- A tarefa -
No trecho do documento, quem assina a tradução da 2.ª edição de "Educação para Além do Capital" usada na resenha?

- Trecho do documento -
_ _ _ _ _

István Mészáros
Boitempo Editorial(Mundo do Trabalho), 2º ed. São
Paulo, 2008.
125 Páginas
ORCID: https://orcid.org/0000-0001-5506-339X
[1] Daniel
Rosado Pinezi, mestrando em Educação Profissional Tecnológica pelo Instituto
Federal de Educação, Ciência e Tecnologia do Triângulo Mineiro – Campus
Uberaba, graduado em ciências juridicas, membro do grupo de pesquisa “Discurso
e Educação do Instituto Federal do Triângulo Mineiro”. E-mail: daniel.pinezi@gmail.com
É por
isso que devemos romper com a lógica do capital se quisermos contemplar a
criação de uma alternativa educacional significativamente diferente.
(MÉSZÁROS, [2005] 2008, p.
27)
O presente texto tem como objetivo a realização da resenha
do livro “Educação para Além do Capital” de István Mészáros, o texto utilizado
foi a 2.ª Edição, publicado pela editora Boitempo Editorial– 2008, tradução de
Isa Tavares.

_ _ _ _ _

- Material extraído -
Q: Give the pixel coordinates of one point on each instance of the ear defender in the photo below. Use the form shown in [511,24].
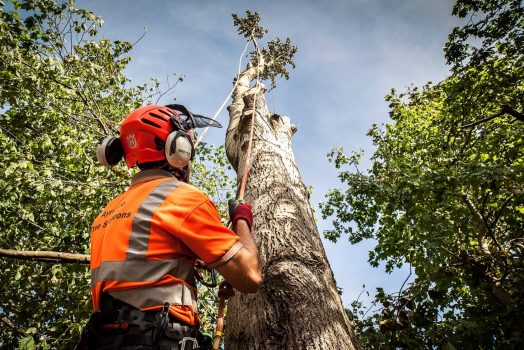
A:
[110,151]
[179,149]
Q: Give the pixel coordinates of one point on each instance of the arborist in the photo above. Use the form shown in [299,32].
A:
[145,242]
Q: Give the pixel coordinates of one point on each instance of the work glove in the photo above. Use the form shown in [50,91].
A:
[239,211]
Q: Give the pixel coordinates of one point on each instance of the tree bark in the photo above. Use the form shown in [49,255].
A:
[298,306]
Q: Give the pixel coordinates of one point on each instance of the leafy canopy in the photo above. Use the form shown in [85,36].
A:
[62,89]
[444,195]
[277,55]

_ _ _ _ _

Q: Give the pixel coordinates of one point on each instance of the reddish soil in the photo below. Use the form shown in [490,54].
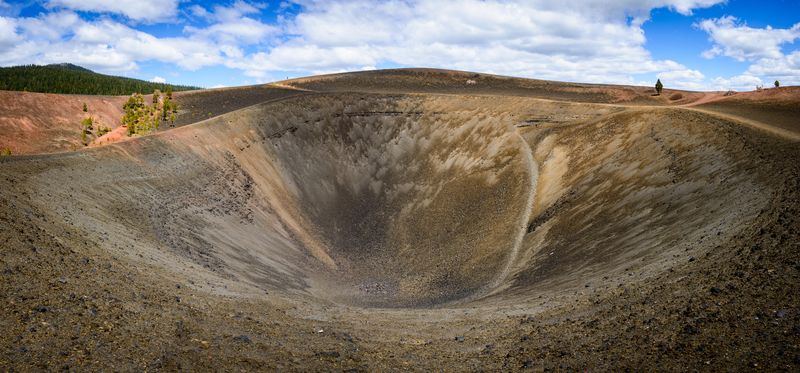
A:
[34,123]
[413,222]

_ _ _ _ _

- Exercício resolvido -
Isa Tavares.